■ Exercise ■
Print the lines below verbatim, beginning with the line that contains "like point(248, 36)." and ending after the line that contains "point(281, 117)".

(Dataset lines on where objects appear)
[start]

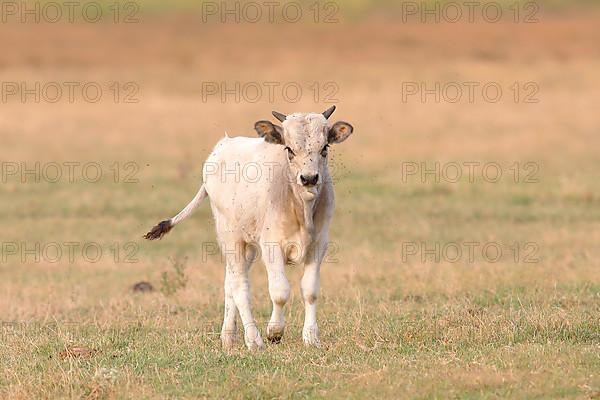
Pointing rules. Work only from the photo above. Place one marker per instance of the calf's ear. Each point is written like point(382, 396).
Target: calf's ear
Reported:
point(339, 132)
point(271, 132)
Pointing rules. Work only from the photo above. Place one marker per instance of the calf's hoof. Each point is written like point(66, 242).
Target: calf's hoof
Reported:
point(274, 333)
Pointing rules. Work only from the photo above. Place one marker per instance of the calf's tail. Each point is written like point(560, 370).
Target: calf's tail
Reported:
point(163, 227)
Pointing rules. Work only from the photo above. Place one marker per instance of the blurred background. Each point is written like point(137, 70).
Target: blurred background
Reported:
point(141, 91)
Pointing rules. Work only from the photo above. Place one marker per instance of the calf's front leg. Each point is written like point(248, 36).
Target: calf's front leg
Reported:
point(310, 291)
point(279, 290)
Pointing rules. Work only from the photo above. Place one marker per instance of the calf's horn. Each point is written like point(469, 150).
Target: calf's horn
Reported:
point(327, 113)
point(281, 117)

[end]
[start]

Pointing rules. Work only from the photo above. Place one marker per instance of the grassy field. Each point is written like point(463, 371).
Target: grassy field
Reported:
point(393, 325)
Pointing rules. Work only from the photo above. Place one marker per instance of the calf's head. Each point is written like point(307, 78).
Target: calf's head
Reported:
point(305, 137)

[end]
[start]

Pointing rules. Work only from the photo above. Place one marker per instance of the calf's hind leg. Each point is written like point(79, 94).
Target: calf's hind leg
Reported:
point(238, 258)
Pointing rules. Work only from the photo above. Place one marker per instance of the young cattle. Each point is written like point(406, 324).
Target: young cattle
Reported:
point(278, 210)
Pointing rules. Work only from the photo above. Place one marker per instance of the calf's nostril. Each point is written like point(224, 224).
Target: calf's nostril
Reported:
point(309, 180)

[end]

■ Result of the task ■
Pointing rules. Work only from the photo above. Place one marker per instance of the calf's front leg. Each point is written like point(248, 36).
Target: calf's front leg
Reported:
point(310, 291)
point(279, 290)
Pointing rules. Work only from the photo above. Place one marker per instance of the calf's horn. Each point is written like point(469, 150).
Target: calf's horn
Reported:
point(327, 113)
point(281, 117)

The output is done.